EXERCISE DETAILS: Set down each entry as it stands. Skip the pictures.

Data entries:
· · · ·
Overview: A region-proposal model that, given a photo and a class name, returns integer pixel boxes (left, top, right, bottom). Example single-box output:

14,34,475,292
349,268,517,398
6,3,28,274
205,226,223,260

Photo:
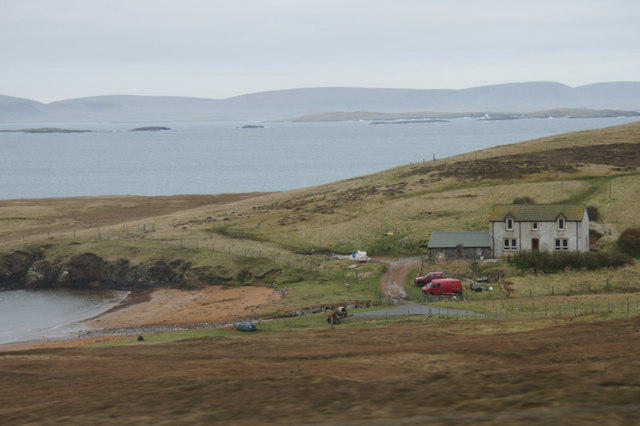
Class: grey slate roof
427,231,490,248
490,204,586,222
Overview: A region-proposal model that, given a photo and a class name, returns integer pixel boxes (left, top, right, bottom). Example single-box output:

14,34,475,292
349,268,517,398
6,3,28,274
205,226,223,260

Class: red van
422,278,463,297
414,271,444,286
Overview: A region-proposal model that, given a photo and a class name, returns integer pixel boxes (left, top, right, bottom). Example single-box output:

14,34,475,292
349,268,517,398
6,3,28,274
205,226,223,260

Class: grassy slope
1,120,639,312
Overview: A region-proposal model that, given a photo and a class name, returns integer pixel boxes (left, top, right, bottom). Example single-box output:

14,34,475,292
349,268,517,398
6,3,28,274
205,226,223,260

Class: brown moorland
1,317,639,425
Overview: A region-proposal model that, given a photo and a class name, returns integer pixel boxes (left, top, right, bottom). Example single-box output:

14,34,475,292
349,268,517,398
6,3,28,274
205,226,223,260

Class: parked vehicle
422,278,463,296
235,321,257,331
414,271,445,286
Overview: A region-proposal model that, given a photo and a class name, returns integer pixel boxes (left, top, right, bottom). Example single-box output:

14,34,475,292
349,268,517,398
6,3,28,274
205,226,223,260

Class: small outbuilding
427,231,491,260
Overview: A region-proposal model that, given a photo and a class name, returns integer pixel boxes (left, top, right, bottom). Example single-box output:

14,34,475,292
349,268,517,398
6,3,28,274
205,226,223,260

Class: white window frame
506,217,514,231
554,238,569,251
504,238,517,251
557,217,565,231
531,222,539,231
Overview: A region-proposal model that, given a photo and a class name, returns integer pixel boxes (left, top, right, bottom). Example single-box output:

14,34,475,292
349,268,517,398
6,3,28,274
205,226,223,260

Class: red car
414,271,444,286
422,278,463,297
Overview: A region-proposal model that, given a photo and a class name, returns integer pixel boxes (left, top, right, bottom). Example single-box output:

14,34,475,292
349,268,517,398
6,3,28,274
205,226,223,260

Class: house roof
427,231,490,248
489,204,586,222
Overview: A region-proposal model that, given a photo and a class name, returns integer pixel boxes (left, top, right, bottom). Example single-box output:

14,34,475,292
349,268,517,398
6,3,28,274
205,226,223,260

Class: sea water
0,117,638,200
0,289,128,345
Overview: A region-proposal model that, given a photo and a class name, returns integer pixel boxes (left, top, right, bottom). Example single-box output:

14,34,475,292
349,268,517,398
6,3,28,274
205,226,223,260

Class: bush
513,196,535,204
512,250,631,273
618,228,640,257
586,205,599,222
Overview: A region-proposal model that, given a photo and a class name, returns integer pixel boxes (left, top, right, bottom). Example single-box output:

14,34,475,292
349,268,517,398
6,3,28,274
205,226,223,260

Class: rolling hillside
2,81,640,122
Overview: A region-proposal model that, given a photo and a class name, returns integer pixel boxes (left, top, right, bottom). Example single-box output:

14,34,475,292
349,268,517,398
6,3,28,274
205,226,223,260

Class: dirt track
375,257,421,302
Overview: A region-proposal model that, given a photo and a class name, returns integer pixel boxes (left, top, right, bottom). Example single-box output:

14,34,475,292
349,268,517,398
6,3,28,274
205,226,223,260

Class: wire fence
416,296,640,320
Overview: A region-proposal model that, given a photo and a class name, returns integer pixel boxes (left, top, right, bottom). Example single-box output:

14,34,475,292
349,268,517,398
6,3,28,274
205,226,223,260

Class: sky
1,0,639,103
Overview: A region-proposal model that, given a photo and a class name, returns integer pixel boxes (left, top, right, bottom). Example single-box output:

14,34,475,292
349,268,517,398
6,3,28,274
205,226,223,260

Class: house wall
490,207,589,257
428,247,492,260
578,212,590,251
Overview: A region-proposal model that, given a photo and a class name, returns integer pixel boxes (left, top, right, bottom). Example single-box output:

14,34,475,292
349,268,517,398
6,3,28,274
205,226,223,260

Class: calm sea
1,116,639,344
1,117,638,200
0,289,128,345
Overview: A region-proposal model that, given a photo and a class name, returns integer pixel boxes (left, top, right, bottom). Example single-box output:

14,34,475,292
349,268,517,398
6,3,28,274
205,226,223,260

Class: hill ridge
2,81,640,123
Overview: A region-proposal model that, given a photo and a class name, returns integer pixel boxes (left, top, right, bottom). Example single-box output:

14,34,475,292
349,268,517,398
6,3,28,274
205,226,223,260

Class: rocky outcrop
0,248,242,290
0,248,45,289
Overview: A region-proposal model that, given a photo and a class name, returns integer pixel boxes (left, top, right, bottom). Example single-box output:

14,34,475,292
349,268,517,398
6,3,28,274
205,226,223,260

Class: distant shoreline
291,108,640,123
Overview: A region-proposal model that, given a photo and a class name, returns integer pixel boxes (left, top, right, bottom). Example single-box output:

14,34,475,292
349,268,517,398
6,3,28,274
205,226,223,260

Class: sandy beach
1,285,284,351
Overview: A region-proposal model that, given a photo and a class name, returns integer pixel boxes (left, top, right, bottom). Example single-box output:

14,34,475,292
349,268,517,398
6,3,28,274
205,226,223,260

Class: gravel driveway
365,257,484,318
353,300,483,318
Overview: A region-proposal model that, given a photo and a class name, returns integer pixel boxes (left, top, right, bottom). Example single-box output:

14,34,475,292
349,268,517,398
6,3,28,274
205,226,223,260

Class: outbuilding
427,231,491,260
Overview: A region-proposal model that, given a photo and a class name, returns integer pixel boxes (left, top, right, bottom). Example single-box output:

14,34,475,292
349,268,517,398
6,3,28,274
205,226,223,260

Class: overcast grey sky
1,0,639,102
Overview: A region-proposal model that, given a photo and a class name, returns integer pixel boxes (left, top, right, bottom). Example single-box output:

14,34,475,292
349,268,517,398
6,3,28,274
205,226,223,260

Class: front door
532,238,539,251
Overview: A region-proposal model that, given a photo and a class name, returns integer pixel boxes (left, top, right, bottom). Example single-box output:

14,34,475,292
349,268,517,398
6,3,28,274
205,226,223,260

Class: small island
130,126,172,132
0,127,92,133
241,124,265,129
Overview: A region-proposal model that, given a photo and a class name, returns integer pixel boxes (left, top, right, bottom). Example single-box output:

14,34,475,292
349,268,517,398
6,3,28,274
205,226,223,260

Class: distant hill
1,81,640,123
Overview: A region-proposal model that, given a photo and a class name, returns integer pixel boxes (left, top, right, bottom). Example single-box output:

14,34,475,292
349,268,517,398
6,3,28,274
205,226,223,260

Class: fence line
419,298,640,320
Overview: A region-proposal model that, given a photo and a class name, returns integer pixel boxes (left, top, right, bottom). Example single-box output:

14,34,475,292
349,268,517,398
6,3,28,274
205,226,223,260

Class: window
504,238,517,251
555,239,569,251
532,222,539,231
506,217,513,231
557,217,565,231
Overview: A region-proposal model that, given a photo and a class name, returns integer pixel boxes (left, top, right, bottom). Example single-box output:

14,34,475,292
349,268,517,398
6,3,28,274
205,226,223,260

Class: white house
489,204,589,258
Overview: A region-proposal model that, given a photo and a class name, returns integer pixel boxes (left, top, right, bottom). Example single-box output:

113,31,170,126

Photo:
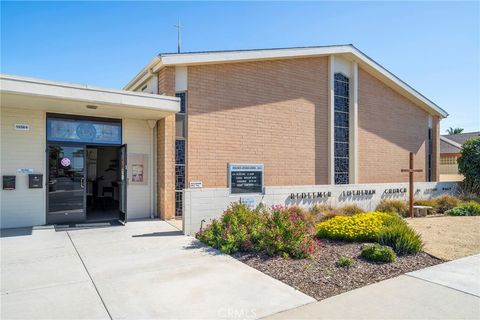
· · · ·
SOLUTION:
Overview: A region-proposal model that, given a photo and a class name, returns integer pixel boxes (left, top, right, bottom). Example single-box output:

14,34,475,292
349,268,517,398
6,3,28,274
205,226,223,260

Photo:
Class: grey slate roof
427,231,490,248
490,204,586,222
Overview: A region-proposal model that, given a photo and a class name, returns integer pixel boxes (left, top, right, bottom). Example single-box output:

14,34,475,292
349,268,517,398
6,3,28,274
205,226,223,260

Class: red van
422,278,463,297
414,271,444,286
Overview: A region-proposal model that, given a photo and a class name, returns integer pixel boxes (left, top, right, bottom). Example single-box output:

14,34,475,292
349,268,517,398
6,3,28,274
205,226,223,260

Class: grassy slope
1,120,639,312
Overview: A region-proposal model that, given a photo and a class name, returns integer pixel boxes (left, top, right, bottom). Example single-box output:

14,34,475,292
349,268,517,398
6,3,28,274
205,226,223,260

Class: brown moorland
1,317,639,425
Overview: A region-proposal model that, given a photo and a class name, returns integer pixel boxes (left, top, right, bottom). Example single-box output:

14,34,475,292
349,268,517,398
6,3,28,274
205,226,223,260

Class: parked vehicle
422,278,463,296
235,321,257,331
414,271,445,286
Overview: A region-proposal model that, given a photo and a class name, returns integer pixel boxes (left, top, right, bottom). Example single-box output:

14,34,475,292
349,268,517,398
6,3,28,274
205,226,223,260

Class: small outbuilding
427,231,491,260
Overview: A region-proposal model that, given a photo and a class name, returns integer pixel boxes (left, top, right, bottom). Example single-box output:

14,34,475,292
349,268,517,398
6,3,28,274
205,226,223,260

Class: white window frame
506,217,514,231
554,238,569,251
504,238,517,251
557,217,565,231
531,222,539,231
Overview: A region-proposal model that, given a photo and a class name, returns integer pixel boxes (left, top, right, bottom). Example single-box output:

14,34,475,292
349,268,517,398
6,3,28,274
205,226,223,260

Class: red car
414,271,444,286
422,278,463,297
Overview: A region-proposal model that, given a photo and a class name, returns integer pixel boxes (left, top, right, bottom). Example single-box output:

14,34,475,292
349,268,517,398
6,3,28,274
205,226,223,260

Class: house roof
427,231,490,248
489,204,586,222
Overview: A region-proposal model that, given a photo and a class name, returns integer pixel boxes (left, top, right, bottom). Example single-box output:

14,34,475,292
349,268,517,398
6,3,28,274
205,226,223,260

Class: sea water
0,117,638,200
0,289,128,345
Overview: A region-proposal model that, given a photo and a class name, returns integer pixel boxes (left, top, right, bottom). Example single-box output:

14,34,475,292
349,268,517,398
6,3,28,274
205,226,223,260

Class: bush
513,196,535,204
512,250,631,273
618,228,640,257
586,205,599,222
Overview: A region-proposal model that, given a photo and a class name, returns integer pixel boxes (left, top, right, bottom). Example single-box output:

14,34,475,292
349,268,517,398
6,3,28,274
205,226,223,260

Class: rolling hillside
2,81,640,122
Overview: A region-proposal model that, given a photo and a class name, returns integer pixel boxes (left, top, right, bottom). Example single-box output:

14,34,475,292
349,268,517,398
6,3,28,274
205,226,223,260

Class: dirt track
375,257,421,302
Overview: A region-proposal model that, given a photo and a class name, returns integer pixel boxes (left, top, right, bottom). Example single-box output:

14,34,475,292
349,268,517,398
6,3,28,274
205,226,223,260

Class: wire fence
416,296,640,320
Overview: A region-proposal model that, given a photo and a class name, returns integer pixel boxes (left, top, right, bottom). Example single-box output:

14,34,475,292
349,268,517,398
6,3,28,274
205,226,223,260

Class: sky
1,0,639,103
Overview: A region-proposal model that, given a photo and a class name, returns integer pixel boxes (left, top, right, bottom). Example single-box output:

14,34,475,292
349,268,517,398
6,3,28,274
205,226,223,260

Class: house wall
490,207,589,257
428,247,492,260
578,212,590,251
Overview: A region-proposal model that, given a photo and a class name, returns integer pixel boxes (left, top, right, bottom). Example single-box output:

14,34,475,292
349,268,517,398
6,3,28,274
205,226,223,260

Class: calm sea
1,116,639,344
1,117,638,200
0,289,128,345
Overview: A region-proposal model that, given a photo and a class name, returns integer pixel boxes (left, top, right, bottom). Example single-box output:

14,34,475,292
349,268,517,398
6,3,28,274
205,226,223,260

Class: hill ridge
2,81,640,123
Overview: A region-proposal model that, given a photo and a class name, returns integer pixel boxes (left, top, right, bottom). Example single-box output:

14,34,475,292
349,268,517,398
6,3,28,274
205,226,223,260

Class: rocky outcrop
0,248,242,290
0,248,45,289
Overview: A region-proposal model that, given a photo and a class name, returns integer pixel boxes (left, top, right, bottom). Example single-box output:

14,34,475,292
349,268,517,398
6,3,28,274
205,226,223,260

Class: distant shoreline
291,108,640,123
Overview: A region-proposal model that, given a photo and a class name, returns integer pixel boxes (left, top, right, bottom). Example single-box output:

14,34,475,292
349,268,517,398
6,3,28,274
205,226,223,260

Class: sandy beach
1,285,284,351
Overview: A region-proposal model that, given a photo and a class name, returns integer pixel boxes (left, top, right, bottom). Example single-box output:

14,34,475,292
349,268,517,398
6,3,28,274
205,226,223,260

Class: gravel driveway
365,257,484,318
353,300,483,318
Overview: A region-proposal model that, given a photo and a class name, returns integer pixel boxes (left, top, right, bottom). Example single-box output:

14,34,475,292
349,268,517,398
6,3,28,274
205,226,223,260

Class: outbuilding
427,231,491,260
Overview: A region-proposal model that, given a photo and a class name, returns integer pixel boxes (left, top, right, bottom). Example single-box output:

14,34,475,292
349,268,517,398
6,3,28,274
205,226,223,260

Class: overcast grey sky
1,0,639,102
Overview: A region-proposal model that, given a photo and a class name, returns integer pixel boxes (left, top, right, bottom). Example single-box output:

14,34,475,292
349,268,517,398
6,3,28,274
205,226,223,260

Class: front door
532,238,539,251
Overview: A region-proposal model that, given a photo and a class name, returns integer pixel boxes (left, top, right, bottom). Example single-box output:

14,34,475,292
349,268,517,398
6,3,28,274
205,226,223,260

Class: small island
130,126,172,132
0,127,92,133
241,124,265,129
Overview: A region-proposal model that, given a photo and a class name, returns integer pixel boxes (left, top, right, bottom). Example single-box output:

14,34,475,292
349,268,517,398
6,3,28,274
205,226,223,260

Class: distant hill
1,81,640,123
Overview: A region-proposal model that, given a photo and a class name, returns integer pixel boxes (left, top, right, bottom). Example single-box output:

14,34,475,292
349,268,517,398
6,3,28,274
205,226,223,260

Class: fence line
419,298,640,320
Overview: A region-proposal model that, given a photo and a class name, returns integer pixel boxes (left, top, right, bottom). Example single-box output:

14,34,475,292
349,268,517,398
6,3,28,274
205,226,223,260

Class: window
504,238,517,251
555,239,569,251
532,222,539,231
506,217,513,231
557,217,565,231
Overview: A region-proposal model that, given a photo and a class name, returns integer pixel boxes (left, top, right, bottom). Example single-box output:

14,34,475,292
349,268,517,398
6,3,28,274
205,226,223,260

Class: white house
489,204,589,258
Overview: A region-proposal model that, given a photo and a class name, returns integer pixel boxes (left, top, right, bottom). Example single-box output:

113,31,170,126

Photo:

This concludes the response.